Entries taken from a collection
# # # # #

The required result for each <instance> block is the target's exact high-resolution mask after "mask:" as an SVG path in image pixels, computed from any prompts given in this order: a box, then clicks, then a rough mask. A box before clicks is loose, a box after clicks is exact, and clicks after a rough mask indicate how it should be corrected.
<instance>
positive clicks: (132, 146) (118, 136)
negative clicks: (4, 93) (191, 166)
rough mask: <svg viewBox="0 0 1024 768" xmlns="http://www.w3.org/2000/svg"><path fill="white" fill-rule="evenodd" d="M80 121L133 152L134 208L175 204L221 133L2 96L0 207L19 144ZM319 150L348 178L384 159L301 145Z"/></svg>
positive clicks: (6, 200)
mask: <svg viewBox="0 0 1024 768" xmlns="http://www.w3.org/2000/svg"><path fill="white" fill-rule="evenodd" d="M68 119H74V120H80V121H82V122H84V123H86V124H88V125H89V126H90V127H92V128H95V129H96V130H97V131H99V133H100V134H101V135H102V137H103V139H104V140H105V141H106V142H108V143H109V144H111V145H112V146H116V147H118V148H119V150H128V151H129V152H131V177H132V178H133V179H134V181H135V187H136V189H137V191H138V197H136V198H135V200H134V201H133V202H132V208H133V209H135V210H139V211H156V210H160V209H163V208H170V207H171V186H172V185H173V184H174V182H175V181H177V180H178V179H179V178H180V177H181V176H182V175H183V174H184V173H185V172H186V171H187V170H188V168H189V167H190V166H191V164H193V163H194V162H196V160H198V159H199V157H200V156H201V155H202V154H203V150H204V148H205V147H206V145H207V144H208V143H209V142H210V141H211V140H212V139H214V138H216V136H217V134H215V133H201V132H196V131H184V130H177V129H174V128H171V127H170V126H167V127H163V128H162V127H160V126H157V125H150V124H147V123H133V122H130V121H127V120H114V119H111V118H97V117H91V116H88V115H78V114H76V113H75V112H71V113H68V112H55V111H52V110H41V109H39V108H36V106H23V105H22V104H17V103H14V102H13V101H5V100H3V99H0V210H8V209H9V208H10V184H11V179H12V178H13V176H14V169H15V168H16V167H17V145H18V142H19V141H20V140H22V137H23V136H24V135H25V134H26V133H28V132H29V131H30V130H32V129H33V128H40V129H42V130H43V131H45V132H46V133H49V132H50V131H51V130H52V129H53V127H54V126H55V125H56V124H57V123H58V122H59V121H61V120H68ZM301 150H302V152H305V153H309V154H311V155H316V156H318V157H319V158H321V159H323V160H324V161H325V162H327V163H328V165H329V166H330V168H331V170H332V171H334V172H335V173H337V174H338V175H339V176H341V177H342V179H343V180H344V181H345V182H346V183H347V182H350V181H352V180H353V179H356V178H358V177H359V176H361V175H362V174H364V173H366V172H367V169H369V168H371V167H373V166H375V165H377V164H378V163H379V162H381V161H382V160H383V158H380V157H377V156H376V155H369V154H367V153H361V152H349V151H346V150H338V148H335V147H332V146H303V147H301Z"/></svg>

# # # # #

EXERCISE PROMPT:
Look above for the line with "positive clicks: (132, 146) (118, 136)" and the line with "rough mask: <svg", and reproduce exactly those two lines plus every line between, nothing more.

FINISHED TASK:
positive clicks: (132, 146) (118, 136)
negative clicks: (4, 93) (191, 166)
rough mask: <svg viewBox="0 0 1024 768" xmlns="http://www.w3.org/2000/svg"><path fill="white" fill-rule="evenodd" d="M80 121L133 152L134 208L175 204L221 133L2 96L0 207L19 144ZM319 150L348 178L384 159L301 145Z"/></svg>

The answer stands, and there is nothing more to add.